__What the task requires__
Report every line below that contains the word "window", copying each such line in full.

>> start

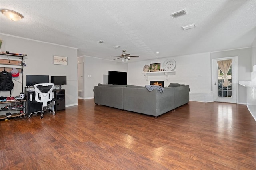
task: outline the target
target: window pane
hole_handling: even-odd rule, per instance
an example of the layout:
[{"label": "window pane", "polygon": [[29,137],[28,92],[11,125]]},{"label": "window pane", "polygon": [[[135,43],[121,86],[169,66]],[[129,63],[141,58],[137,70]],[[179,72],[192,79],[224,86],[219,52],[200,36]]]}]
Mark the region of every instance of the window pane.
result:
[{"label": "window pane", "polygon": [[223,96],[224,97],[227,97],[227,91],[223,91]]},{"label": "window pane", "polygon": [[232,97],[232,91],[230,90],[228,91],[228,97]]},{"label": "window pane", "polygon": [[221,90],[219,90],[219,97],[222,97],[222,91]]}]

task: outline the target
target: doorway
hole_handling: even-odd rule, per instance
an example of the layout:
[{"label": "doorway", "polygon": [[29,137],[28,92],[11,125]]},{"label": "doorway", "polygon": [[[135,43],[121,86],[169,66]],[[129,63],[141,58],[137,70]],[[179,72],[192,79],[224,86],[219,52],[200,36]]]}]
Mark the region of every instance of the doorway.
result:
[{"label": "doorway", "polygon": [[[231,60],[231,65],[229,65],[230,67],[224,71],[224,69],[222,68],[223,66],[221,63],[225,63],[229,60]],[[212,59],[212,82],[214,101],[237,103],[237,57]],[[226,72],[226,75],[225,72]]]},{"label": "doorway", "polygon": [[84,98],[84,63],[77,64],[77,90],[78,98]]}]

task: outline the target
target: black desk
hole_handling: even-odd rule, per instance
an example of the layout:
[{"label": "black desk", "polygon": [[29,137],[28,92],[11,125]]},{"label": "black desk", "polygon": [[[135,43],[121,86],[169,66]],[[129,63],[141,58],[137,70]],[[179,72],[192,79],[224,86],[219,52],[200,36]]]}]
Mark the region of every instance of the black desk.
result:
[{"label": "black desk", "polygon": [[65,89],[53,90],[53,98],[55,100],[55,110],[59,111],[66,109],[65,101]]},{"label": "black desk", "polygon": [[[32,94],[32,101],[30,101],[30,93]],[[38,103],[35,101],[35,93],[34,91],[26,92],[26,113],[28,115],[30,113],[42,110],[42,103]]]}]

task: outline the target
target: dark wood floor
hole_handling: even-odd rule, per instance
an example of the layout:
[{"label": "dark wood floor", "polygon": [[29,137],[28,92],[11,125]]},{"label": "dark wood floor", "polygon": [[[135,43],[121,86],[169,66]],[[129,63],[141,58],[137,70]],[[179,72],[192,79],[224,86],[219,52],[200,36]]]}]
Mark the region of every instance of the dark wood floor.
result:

>> end
>> start

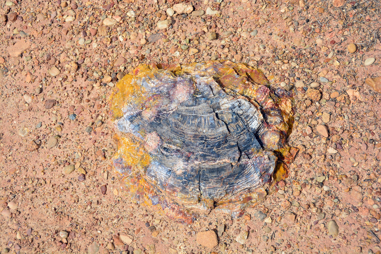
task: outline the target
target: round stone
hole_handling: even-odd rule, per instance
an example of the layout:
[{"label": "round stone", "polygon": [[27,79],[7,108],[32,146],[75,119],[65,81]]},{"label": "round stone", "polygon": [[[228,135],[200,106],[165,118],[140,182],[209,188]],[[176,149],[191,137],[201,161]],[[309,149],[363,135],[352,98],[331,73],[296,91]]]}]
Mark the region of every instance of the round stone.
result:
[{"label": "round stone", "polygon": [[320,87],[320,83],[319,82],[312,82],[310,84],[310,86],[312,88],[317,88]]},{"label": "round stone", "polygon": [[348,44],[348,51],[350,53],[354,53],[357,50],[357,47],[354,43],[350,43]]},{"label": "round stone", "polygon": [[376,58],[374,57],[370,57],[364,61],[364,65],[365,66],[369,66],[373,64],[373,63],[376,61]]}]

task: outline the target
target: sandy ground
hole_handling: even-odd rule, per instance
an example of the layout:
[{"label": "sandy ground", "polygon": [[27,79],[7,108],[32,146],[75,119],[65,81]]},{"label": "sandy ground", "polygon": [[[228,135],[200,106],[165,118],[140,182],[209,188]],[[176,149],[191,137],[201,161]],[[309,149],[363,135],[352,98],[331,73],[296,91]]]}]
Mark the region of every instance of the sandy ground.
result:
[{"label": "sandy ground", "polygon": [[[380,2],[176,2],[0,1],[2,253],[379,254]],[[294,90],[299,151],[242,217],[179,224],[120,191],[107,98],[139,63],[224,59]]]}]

>> end
>> start

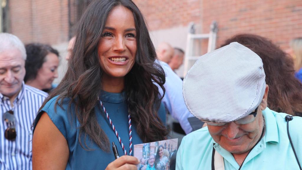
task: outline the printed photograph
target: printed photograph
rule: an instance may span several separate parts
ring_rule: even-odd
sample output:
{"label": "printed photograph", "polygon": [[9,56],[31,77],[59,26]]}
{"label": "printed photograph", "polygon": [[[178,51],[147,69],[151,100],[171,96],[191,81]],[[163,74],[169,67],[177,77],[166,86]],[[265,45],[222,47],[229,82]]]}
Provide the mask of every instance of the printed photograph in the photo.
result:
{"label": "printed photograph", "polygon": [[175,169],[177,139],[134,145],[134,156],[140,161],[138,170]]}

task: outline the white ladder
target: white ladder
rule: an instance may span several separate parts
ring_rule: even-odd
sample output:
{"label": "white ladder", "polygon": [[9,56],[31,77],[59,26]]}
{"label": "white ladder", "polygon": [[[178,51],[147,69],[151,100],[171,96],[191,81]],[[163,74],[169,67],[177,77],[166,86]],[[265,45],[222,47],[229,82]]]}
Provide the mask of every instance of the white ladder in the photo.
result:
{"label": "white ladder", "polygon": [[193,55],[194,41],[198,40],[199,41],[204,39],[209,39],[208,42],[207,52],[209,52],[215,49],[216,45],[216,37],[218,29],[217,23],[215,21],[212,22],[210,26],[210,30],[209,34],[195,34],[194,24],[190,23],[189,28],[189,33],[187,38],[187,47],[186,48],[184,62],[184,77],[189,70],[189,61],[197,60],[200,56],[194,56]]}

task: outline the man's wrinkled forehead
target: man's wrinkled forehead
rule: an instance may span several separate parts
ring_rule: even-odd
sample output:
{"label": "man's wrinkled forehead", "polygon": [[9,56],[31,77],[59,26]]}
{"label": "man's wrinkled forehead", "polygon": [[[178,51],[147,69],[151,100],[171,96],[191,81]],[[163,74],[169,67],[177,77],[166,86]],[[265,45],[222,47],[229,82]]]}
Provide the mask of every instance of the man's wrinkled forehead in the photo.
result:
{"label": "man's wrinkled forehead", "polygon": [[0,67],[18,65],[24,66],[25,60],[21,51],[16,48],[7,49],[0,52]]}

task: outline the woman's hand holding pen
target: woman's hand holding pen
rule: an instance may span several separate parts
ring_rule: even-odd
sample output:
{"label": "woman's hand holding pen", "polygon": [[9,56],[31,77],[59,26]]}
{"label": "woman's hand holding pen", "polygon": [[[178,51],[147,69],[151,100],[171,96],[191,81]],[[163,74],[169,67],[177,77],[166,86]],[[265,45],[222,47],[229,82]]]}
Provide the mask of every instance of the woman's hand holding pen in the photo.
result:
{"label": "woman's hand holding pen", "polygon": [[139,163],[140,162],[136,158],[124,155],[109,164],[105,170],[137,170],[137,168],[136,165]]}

>> end

__Task response__
target: window pane
[{"label": "window pane", "polygon": [[29,137],[28,92],[11,125]]},{"label": "window pane", "polygon": [[[135,43],[121,86],[169,66]],[[129,63],[141,58],[137,70]],[[179,72],[192,79],[224,86],[219,52],[200,36]]]}]
Mark the region of every instance of the window pane.
[{"label": "window pane", "polygon": [[223,96],[224,97],[227,97],[227,91],[223,91]]},{"label": "window pane", "polygon": [[232,97],[232,91],[230,90],[228,91],[228,97]]},{"label": "window pane", "polygon": [[221,90],[219,90],[219,97],[222,97],[222,91]]}]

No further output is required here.